START Records for this exercise
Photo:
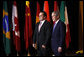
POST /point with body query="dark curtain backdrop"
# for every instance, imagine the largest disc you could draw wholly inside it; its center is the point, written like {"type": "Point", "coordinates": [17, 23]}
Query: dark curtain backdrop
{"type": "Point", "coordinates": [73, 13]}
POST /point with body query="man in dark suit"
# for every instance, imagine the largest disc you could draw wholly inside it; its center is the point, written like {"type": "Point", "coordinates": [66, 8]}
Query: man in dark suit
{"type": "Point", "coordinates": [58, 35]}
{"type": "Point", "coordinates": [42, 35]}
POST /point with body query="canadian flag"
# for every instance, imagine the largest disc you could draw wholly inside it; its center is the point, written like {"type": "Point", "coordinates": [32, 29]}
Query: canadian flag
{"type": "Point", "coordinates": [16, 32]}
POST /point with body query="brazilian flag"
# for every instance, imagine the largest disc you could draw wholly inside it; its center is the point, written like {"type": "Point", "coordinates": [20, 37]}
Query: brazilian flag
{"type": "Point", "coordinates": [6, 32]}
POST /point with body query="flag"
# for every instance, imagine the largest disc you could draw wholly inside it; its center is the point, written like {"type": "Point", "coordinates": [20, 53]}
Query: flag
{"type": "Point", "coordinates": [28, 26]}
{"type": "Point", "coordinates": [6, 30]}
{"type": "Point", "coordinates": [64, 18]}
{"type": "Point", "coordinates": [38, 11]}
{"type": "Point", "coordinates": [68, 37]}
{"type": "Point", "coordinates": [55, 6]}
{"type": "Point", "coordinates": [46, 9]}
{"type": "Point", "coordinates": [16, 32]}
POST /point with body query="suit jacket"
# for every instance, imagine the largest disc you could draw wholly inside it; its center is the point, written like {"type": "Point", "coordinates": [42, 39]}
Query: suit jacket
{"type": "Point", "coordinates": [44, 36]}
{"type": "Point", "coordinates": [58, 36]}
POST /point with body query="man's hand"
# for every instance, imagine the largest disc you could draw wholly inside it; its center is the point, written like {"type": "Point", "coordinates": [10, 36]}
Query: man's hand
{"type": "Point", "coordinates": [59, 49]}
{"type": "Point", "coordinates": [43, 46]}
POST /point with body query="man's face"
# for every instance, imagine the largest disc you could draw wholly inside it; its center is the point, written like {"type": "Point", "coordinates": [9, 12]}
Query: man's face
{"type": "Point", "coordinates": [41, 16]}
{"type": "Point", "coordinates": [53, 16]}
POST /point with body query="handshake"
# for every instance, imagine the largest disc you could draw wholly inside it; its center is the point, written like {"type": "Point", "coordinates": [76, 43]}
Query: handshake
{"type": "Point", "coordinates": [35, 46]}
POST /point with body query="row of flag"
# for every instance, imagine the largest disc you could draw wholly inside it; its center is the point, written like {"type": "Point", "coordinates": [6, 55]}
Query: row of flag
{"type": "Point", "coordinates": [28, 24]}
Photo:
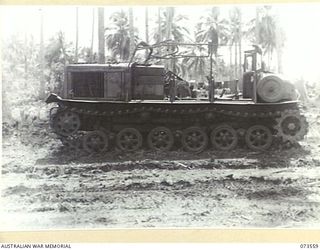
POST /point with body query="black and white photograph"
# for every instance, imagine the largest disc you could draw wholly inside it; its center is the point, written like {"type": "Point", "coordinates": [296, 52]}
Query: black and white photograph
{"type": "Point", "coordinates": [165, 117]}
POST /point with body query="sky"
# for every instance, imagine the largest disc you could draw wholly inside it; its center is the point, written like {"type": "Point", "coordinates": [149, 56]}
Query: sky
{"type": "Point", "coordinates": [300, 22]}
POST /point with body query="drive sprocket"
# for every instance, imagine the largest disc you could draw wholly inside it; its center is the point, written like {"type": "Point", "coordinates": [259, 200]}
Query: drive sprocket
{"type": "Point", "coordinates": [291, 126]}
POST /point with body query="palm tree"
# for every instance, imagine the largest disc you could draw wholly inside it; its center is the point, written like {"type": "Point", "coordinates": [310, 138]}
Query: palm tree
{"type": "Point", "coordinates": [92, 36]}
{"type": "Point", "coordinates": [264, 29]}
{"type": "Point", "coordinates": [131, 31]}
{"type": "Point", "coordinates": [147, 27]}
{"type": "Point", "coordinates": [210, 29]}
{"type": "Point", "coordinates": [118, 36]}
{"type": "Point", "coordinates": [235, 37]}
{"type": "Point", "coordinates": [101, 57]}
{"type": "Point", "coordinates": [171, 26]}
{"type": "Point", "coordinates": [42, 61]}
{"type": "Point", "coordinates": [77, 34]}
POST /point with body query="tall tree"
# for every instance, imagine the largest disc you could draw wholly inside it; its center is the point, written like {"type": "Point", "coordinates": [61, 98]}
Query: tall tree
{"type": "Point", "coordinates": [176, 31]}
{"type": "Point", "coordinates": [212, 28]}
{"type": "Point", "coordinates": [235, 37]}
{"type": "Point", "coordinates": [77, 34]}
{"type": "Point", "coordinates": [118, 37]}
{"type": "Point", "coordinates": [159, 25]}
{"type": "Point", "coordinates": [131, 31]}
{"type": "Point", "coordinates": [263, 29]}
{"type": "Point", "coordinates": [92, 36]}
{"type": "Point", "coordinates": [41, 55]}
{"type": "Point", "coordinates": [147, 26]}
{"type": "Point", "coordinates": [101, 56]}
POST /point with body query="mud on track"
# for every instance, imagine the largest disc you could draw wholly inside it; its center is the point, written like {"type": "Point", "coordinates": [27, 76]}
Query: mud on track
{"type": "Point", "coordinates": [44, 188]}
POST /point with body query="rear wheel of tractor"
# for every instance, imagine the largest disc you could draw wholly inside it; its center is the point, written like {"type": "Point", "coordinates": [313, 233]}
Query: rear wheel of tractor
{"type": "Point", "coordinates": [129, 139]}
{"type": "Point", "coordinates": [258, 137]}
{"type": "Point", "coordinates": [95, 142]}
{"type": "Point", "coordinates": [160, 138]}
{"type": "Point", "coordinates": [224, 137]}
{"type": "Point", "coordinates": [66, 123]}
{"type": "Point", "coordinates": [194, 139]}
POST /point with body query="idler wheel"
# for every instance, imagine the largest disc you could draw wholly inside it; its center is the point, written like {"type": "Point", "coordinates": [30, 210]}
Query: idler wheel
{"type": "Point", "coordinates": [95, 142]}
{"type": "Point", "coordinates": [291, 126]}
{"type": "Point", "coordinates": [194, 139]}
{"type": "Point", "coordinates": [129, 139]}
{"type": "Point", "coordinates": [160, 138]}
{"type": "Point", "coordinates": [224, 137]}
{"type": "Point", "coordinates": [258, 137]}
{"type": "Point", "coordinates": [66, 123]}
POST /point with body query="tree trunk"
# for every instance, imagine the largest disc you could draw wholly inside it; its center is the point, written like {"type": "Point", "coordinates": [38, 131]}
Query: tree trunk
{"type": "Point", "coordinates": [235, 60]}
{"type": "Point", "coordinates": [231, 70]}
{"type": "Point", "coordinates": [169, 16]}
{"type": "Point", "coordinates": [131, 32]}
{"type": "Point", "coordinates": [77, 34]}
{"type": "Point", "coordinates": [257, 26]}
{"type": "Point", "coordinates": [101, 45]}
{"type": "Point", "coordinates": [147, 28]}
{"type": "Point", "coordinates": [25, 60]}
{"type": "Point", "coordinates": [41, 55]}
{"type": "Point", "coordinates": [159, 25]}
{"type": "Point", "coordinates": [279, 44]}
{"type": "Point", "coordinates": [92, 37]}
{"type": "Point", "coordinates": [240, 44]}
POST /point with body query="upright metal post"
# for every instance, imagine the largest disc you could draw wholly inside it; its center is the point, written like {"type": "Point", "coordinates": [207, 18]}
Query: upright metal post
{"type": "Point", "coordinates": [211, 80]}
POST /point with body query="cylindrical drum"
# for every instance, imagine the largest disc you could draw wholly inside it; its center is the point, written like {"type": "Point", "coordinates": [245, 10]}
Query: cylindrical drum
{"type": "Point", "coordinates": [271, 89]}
END Records for this exercise
START Records for this exercise
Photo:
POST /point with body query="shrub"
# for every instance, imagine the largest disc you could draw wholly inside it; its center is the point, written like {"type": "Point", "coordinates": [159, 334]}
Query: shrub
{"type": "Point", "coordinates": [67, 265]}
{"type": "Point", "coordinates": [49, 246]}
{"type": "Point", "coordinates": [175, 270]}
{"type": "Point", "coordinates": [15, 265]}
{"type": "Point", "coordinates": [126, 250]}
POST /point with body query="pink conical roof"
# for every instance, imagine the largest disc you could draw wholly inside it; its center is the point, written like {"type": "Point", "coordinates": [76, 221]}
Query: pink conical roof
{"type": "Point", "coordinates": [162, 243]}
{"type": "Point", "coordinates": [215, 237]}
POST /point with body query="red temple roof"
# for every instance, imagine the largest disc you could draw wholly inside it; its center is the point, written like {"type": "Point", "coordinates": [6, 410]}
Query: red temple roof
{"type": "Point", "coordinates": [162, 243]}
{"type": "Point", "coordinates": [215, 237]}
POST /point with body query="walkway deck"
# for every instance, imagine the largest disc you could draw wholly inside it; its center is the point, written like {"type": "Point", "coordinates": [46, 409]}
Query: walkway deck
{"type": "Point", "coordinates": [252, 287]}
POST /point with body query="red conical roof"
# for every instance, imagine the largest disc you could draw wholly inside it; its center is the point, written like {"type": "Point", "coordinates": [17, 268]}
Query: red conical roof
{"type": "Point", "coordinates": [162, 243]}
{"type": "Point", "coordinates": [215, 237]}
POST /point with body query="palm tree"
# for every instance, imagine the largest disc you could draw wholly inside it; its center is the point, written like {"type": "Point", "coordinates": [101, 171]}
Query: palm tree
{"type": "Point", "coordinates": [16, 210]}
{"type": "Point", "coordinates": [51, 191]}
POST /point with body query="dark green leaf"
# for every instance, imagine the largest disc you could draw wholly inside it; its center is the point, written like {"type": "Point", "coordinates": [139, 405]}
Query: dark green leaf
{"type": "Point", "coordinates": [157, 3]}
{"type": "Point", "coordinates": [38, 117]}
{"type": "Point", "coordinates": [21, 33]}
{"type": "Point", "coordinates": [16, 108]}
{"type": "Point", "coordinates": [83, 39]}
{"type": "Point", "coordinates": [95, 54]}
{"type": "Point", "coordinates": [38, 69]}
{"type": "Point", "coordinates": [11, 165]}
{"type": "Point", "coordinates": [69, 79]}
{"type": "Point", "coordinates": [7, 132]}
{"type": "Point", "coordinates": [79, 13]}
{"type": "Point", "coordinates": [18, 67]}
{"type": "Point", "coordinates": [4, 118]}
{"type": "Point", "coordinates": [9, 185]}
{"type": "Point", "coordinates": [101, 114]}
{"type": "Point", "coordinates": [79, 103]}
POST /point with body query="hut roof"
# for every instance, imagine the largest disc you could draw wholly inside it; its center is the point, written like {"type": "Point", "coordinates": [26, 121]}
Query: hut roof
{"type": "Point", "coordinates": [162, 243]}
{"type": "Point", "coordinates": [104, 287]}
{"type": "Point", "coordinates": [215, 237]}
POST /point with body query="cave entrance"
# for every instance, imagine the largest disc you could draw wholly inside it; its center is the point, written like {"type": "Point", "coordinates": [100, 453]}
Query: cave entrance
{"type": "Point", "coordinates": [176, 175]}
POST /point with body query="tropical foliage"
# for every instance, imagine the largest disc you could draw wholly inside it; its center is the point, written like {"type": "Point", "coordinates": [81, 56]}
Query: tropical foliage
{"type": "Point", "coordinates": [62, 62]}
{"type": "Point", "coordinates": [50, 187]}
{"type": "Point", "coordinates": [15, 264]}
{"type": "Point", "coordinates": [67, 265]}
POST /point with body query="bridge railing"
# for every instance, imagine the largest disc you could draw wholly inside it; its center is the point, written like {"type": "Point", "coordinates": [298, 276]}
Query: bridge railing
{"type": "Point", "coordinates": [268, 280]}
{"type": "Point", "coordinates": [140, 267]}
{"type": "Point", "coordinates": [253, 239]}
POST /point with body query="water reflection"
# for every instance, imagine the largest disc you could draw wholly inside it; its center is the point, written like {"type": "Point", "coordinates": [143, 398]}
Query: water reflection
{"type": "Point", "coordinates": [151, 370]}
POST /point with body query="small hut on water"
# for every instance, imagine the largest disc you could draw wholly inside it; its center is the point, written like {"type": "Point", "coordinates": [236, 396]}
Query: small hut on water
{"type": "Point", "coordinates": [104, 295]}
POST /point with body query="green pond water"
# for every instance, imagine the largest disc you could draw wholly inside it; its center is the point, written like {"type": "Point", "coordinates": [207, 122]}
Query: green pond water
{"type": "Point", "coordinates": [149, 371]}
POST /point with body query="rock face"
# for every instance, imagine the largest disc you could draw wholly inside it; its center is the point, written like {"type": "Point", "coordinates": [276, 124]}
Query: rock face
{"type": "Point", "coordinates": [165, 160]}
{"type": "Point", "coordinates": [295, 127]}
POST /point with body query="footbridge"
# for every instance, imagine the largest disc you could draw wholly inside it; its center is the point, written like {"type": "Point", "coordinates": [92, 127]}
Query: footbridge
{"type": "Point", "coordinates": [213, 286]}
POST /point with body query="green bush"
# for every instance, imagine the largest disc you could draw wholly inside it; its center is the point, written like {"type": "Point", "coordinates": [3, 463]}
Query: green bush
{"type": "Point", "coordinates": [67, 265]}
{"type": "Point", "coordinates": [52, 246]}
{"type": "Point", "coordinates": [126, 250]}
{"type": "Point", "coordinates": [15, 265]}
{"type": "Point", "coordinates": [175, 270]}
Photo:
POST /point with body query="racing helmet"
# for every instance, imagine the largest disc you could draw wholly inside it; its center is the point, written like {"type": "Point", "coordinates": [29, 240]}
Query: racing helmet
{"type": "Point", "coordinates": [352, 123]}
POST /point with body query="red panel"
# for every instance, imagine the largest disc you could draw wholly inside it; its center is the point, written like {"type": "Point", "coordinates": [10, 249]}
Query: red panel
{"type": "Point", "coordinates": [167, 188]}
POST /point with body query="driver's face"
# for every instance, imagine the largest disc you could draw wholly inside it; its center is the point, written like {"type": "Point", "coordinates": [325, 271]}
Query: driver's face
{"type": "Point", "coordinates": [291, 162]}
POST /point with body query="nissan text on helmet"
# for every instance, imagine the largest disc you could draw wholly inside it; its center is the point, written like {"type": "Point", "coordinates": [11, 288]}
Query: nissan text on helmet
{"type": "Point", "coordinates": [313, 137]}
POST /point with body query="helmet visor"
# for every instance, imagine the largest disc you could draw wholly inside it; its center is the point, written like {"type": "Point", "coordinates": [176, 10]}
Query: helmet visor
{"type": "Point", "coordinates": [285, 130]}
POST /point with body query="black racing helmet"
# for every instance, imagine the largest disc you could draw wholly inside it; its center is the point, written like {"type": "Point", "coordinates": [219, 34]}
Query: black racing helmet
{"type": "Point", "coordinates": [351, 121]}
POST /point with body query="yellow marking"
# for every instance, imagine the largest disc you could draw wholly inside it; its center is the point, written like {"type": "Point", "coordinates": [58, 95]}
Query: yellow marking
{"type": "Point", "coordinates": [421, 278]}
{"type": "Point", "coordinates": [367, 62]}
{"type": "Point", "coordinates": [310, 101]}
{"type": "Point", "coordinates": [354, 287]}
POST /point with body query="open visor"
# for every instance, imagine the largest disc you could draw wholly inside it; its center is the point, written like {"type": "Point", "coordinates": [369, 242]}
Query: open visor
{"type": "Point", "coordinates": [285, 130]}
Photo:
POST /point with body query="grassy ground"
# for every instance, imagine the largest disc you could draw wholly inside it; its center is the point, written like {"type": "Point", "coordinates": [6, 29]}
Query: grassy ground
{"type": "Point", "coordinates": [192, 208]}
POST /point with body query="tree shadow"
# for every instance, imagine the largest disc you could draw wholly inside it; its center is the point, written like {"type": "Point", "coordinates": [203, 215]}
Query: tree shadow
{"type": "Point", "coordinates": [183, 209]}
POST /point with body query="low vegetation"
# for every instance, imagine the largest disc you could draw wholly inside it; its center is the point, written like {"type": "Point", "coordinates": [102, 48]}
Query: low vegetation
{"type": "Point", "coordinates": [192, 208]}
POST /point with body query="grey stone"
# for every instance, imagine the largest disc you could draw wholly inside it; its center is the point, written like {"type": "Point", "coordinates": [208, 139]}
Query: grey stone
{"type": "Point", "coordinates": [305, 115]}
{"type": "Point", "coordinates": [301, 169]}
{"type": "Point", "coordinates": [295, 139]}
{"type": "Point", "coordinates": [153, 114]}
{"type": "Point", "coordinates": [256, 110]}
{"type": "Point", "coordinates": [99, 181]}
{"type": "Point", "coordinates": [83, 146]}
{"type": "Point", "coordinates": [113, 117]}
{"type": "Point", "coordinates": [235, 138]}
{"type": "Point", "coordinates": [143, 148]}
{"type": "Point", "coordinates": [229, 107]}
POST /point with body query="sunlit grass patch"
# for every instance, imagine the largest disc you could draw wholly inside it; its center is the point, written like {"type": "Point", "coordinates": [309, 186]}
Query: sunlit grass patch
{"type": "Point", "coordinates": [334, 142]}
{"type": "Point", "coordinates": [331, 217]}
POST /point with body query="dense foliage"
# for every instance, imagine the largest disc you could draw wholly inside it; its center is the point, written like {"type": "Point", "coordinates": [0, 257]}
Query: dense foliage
END Records for this exercise
- [What is asked] Count the lines in the records above that contain the string "flag", and give only that number.

- [Response to the task] 8